### Prompt
Out of the material that follows, write out exactly the lines from the line with "shelf in the photo above." to the line with "blade in the photo above.", both ends included, and no others.

○ ○ ○

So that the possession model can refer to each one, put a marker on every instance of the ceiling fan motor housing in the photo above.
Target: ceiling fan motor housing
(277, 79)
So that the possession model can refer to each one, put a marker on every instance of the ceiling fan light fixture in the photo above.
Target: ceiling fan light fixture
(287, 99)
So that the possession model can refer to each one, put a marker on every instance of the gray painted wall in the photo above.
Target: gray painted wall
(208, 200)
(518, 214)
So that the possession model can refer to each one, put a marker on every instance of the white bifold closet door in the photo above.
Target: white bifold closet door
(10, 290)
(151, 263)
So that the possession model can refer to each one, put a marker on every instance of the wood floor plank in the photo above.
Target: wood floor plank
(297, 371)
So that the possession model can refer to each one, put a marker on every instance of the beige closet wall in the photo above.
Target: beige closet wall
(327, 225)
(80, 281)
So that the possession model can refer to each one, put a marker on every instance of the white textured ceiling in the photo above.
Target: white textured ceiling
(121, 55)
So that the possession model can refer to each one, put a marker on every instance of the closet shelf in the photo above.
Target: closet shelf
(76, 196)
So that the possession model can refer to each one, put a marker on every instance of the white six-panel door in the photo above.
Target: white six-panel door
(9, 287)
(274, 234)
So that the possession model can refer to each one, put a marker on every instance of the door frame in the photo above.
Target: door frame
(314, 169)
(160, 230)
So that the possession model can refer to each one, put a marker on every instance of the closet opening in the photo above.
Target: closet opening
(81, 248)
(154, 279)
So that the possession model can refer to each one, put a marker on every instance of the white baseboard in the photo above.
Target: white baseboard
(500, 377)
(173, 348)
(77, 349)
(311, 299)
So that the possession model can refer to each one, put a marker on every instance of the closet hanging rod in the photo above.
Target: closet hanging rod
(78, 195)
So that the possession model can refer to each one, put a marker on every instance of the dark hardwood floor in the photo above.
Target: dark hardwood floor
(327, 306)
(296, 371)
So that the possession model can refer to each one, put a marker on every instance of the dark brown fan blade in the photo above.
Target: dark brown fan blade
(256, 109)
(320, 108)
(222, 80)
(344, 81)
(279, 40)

○ ○ ○

### Answer for this exercise
So that the possession model can refer to each one, put a marker on every instance of the closet shelf in the photo above.
Target: closet shelf
(76, 196)
So that the possession model can refer to each one, put a marker on every instance of the white six-panel door in the photo above.
Target: white six-panel door
(9, 287)
(274, 234)
So that the possession model can refer to each one, put a marker on every instance of the door frame in the photo above.
Target: door frame
(314, 169)
(160, 230)
So that the possession model can refer to each one, put a marker on every instance of the closet opening in the photo above.
Target: closet opening
(81, 248)
(154, 279)
So that the possession model can refer to each one, put a marker on every instance of the white baseboard in the photo above.
Target: white baseboard
(500, 377)
(173, 348)
(77, 349)
(311, 299)
So that the possession model can refer to each one, put a marker on every instance of the closet hanging rod in the photo above.
Target: closet hanging rod
(78, 195)
So that the possession model can refer to each one, put a marker on every instance of the dark hardwood floor in the photo above.
Target: dark hardwood floor
(327, 306)
(296, 371)
So that the possession model can refer to each one, put a marker on every instance of the dark brown fan blade in the photo above.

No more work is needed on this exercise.